CONSIGNA 1
¿Puedes reducir a una lista breve el párrafo del fragmento que empieza con «De ese modo, Caravaggio», sin perder sus datos principales?

Sin embargo, no es la fotografía la única manera de hacer evidente aquello que la cotidianidad o el temor han desprovisto de interés. De hecho todo arte es un modo de colocar en primer plano lo que tiende a ser evitado por la percepción común. Lo que es considerado como bello (y bueno) por los estándares establecidos en un tiempo o un lugar específicos, es generalmente cuestionado por los artistas verdaderos usando casi siempre aquello que no encaja en los mecanismos de la aceptación social.
De ese modo, Caravaggio buscó a sus modelos entre prostitutas y tahúres, y Velázquez no se resistió al desproporcionado y paradójico atractivo de las minúsculas meninas. Muchos estudios al natural de Da Vinci son bocetos de gestos de gente común en actitudes alejadas de cualquier pose. El Bosco y Brueghel no sólo no excluyeron a los enfermos, los marginados y los contrahechos de sus mejores cuadros, sino que los volvieron incluso personajes “normales” de sus mejores obras.

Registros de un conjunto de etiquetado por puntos
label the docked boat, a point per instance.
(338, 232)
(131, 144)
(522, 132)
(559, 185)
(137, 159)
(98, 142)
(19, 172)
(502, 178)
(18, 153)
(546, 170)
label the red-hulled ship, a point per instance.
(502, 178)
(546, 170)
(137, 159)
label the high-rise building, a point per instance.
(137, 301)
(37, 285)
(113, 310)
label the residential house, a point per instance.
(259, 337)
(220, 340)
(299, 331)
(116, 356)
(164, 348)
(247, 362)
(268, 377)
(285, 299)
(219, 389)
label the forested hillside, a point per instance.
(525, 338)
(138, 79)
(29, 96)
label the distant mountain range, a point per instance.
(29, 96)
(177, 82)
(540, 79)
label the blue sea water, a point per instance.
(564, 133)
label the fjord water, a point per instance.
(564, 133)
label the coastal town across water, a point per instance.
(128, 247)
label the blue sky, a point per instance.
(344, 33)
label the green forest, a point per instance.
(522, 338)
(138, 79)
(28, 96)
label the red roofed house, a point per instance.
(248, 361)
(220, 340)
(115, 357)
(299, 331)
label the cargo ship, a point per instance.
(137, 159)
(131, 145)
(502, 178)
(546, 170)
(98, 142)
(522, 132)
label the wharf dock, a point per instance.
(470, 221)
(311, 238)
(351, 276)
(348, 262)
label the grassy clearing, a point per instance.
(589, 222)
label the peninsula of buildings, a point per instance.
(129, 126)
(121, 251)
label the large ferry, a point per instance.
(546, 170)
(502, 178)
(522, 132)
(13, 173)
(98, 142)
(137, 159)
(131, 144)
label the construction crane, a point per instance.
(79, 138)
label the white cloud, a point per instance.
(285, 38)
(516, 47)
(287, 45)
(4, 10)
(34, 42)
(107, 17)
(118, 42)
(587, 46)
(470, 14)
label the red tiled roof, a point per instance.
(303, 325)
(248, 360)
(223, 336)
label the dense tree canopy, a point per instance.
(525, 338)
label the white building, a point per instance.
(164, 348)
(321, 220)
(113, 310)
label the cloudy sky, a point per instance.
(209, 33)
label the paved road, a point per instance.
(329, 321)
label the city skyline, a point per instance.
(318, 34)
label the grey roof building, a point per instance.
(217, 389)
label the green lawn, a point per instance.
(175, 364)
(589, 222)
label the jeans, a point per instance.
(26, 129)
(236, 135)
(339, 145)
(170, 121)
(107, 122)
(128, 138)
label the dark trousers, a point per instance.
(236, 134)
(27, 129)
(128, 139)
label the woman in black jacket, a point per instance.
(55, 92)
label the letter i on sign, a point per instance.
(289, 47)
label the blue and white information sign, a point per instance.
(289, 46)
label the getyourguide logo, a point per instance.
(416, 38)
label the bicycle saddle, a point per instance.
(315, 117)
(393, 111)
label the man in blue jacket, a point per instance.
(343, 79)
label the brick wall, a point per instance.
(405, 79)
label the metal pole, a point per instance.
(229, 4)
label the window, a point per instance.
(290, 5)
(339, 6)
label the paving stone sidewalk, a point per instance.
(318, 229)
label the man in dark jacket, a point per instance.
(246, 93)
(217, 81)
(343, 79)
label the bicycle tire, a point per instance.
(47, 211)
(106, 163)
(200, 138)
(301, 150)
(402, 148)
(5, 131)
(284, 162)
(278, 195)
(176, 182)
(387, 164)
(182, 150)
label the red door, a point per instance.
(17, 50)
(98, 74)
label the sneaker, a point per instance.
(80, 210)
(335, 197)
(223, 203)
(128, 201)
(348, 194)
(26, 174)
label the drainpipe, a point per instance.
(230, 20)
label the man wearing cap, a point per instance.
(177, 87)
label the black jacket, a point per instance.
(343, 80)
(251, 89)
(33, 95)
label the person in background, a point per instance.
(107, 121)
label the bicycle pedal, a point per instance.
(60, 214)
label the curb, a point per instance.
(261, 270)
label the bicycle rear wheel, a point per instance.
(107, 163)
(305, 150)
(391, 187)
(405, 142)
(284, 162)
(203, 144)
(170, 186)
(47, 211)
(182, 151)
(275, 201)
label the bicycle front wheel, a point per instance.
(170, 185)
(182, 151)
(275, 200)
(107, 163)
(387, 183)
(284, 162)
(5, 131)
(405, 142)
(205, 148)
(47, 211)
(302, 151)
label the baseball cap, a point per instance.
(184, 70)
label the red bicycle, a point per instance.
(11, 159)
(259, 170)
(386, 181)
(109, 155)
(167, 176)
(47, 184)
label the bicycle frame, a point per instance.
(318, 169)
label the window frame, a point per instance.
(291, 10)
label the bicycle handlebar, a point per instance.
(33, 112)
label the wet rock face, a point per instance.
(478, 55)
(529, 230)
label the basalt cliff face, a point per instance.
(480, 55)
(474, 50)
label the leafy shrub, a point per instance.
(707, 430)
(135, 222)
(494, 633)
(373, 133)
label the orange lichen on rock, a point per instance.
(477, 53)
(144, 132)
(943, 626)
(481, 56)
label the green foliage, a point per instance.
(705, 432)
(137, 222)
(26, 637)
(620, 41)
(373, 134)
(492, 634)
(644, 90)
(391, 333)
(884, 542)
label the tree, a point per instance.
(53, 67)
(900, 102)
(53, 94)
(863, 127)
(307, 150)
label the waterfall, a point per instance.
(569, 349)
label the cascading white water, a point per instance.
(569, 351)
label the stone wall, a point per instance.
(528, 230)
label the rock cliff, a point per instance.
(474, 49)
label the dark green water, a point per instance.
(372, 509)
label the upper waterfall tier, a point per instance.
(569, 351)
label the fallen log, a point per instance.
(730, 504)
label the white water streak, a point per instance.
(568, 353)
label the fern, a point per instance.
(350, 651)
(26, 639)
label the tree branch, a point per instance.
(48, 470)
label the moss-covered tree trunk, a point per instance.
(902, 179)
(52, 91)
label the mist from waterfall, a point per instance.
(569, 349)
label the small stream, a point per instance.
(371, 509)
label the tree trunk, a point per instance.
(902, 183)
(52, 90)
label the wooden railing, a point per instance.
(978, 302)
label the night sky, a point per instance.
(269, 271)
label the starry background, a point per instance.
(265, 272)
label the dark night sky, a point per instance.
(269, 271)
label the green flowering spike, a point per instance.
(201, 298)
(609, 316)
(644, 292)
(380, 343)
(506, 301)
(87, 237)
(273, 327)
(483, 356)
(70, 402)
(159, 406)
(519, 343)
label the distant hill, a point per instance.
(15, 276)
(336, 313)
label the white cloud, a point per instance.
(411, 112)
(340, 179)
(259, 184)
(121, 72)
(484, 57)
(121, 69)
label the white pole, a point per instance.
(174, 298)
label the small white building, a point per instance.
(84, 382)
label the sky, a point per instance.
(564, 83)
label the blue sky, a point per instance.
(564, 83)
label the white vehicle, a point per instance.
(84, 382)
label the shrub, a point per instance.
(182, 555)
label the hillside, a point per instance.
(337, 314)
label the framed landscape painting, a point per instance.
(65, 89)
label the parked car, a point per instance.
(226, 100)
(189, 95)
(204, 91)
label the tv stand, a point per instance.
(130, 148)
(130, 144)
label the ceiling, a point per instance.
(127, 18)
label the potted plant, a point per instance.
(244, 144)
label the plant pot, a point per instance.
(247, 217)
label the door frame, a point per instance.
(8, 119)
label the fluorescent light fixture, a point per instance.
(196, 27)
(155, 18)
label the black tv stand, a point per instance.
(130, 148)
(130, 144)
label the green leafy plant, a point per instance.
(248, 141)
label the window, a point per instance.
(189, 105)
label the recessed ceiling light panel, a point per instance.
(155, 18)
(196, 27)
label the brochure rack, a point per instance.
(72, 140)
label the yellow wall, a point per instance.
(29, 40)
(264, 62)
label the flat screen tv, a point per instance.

CONSIGNA 2
¿Qué líneas de los registros contienen la palabra "distant"? Identifícalas y cópialas completas, distinguiendo entre mayúsculas y minúsculas.

RESPUESTA ESCRITA 1
- Caravaggio buscó a sus modelos entre prostitutas y tahúres.
- Velázquez no se resistió al atractivo desproporcionado y paradójico de las minúsculas meninas.
- Muchos estudios al natural de Da Vinci son bocetos de gestos de gente común en actitudes alejadas de cualquier pose.
- El Bosco y Brueghel no excluyeron de sus mejores cuadros a los enfermos, los marginados y los contrahechos. Incluso los volvieron personajes «normales» de sus mejores obras.

RESPUESTA ESCRITA 2
label the distant mountain range, a point per instance.
label the distant hill, a point per instance.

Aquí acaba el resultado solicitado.